The lines wanted run from the first one below through the one with "Every instance of the residential". Return them exactly.

Saved entries
....
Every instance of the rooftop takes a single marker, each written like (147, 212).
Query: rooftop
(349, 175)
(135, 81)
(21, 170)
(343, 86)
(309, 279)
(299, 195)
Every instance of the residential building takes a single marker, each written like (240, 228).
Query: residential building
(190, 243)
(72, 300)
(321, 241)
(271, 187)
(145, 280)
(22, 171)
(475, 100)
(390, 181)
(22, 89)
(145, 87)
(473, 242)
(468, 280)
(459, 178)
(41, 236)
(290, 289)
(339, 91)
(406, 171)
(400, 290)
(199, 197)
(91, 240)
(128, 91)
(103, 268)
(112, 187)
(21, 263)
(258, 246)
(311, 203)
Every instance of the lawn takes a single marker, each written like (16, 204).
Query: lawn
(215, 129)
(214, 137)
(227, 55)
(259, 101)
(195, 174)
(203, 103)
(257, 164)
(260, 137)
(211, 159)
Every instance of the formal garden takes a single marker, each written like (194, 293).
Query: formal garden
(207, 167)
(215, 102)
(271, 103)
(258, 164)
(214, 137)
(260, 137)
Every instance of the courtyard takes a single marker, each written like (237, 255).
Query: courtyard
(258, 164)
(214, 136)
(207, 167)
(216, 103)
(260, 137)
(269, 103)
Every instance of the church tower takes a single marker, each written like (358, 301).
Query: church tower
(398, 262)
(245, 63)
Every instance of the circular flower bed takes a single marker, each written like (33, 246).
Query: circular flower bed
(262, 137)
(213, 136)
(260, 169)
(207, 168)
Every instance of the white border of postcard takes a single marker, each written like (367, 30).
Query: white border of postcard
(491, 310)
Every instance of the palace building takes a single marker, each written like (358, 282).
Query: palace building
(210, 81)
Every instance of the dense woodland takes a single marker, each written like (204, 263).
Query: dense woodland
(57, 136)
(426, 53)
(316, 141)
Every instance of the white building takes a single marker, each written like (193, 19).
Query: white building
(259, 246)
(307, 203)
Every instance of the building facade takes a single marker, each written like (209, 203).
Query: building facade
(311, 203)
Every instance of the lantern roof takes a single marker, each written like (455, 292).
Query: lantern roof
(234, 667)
....
* [Exercise answer]:
Every instance of the rooftop takes a single marker, each written like (147, 212).
Query: rooftop
(349, 175)
(135, 81)
(21, 170)
(343, 86)
(309, 279)
(299, 195)
Every instance of the residential building takes a single marker, each written like (240, 228).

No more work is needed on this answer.